_WORK INSTRUCTIONS_
Copy every entry below verbatim, reproducing each line without alteration.

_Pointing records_
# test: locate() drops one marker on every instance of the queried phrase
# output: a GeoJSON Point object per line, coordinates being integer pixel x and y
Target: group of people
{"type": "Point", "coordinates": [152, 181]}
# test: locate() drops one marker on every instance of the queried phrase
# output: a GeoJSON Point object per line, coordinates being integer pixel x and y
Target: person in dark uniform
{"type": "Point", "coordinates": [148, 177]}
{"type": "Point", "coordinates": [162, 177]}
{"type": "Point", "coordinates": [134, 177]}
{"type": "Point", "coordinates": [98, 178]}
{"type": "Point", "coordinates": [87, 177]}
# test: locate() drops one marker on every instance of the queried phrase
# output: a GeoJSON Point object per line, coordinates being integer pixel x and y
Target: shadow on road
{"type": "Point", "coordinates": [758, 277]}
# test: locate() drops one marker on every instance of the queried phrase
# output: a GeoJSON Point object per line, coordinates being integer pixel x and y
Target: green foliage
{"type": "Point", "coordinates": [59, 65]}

_ANSWER BELOW_
# test: locate() drops one marker on every instance of the queried phrase
# output: a GeoJSON Point object per line, coordinates being integer pixel x and y
Target: group of people
{"type": "Point", "coordinates": [152, 181]}
# test: locate() drops one marker on every instance of the queried phrase
# output: a GeoJSON Point object per line, coordinates being integer pixel x and y
Target: person in dark uniform
{"type": "Point", "coordinates": [148, 177]}
{"type": "Point", "coordinates": [162, 177]}
{"type": "Point", "coordinates": [134, 177]}
{"type": "Point", "coordinates": [98, 178]}
{"type": "Point", "coordinates": [87, 177]}
# test: locate() drops one marker on every instance of the queried phrase
# output: a GeoJSON Point object per line, coordinates being integer pixel x and y
Target: shadow on road
{"type": "Point", "coordinates": [758, 277]}
# test: locate() drops one marker on every instance of the queried phrase
# output: a GeoJSON Point object per line, coordinates being integer pixel x and y
Target: green foliage
{"type": "Point", "coordinates": [59, 65]}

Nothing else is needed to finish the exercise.